## [Job]
Output these lines as a numbered list, leaving out any blank lines.

## [Input for this task]
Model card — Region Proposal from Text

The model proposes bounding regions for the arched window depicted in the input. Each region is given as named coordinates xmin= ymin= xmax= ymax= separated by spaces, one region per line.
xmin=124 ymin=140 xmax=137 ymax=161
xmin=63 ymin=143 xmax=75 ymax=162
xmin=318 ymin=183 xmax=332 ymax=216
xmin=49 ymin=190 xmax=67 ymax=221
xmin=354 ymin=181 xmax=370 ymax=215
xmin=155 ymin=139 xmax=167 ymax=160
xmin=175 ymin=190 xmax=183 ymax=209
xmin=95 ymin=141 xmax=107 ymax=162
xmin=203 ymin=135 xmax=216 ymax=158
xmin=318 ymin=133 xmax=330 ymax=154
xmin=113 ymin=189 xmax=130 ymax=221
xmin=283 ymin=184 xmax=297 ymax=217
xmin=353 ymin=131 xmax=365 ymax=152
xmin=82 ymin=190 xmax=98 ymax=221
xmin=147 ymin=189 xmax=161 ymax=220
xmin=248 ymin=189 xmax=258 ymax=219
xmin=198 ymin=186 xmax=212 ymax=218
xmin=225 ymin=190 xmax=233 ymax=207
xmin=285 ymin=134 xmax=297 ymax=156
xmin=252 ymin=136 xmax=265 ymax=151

## [Answer for the task]
1. Model card — Region Proposal from Text
2. The model proposes bounding regions for the arched window depicted in the input. Each region is given as named coordinates xmin= ymin= xmax= ymax= separated by spaces, one region per line.
3. xmin=124 ymin=140 xmax=137 ymax=161
4. xmin=63 ymin=143 xmax=75 ymax=162
5. xmin=318 ymin=183 xmax=332 ymax=216
6. xmin=49 ymin=190 xmax=67 ymax=221
7. xmin=354 ymin=181 xmax=370 ymax=215
8. xmin=155 ymin=139 xmax=167 ymax=160
9. xmin=175 ymin=190 xmax=183 ymax=209
10. xmin=95 ymin=141 xmax=107 ymax=162
11. xmin=203 ymin=135 xmax=216 ymax=158
12. xmin=318 ymin=133 xmax=330 ymax=154
13. xmin=113 ymin=189 xmax=130 ymax=221
14. xmin=283 ymin=184 xmax=297 ymax=217
15. xmin=353 ymin=131 xmax=365 ymax=152
16. xmin=82 ymin=190 xmax=98 ymax=221
17. xmin=147 ymin=189 xmax=161 ymax=220
18. xmin=248 ymin=189 xmax=258 ymax=219
19. xmin=198 ymin=186 xmax=212 ymax=218
20. xmin=225 ymin=190 xmax=233 ymax=207
21. xmin=285 ymin=134 xmax=297 ymax=156
22. xmin=252 ymin=136 xmax=265 ymax=151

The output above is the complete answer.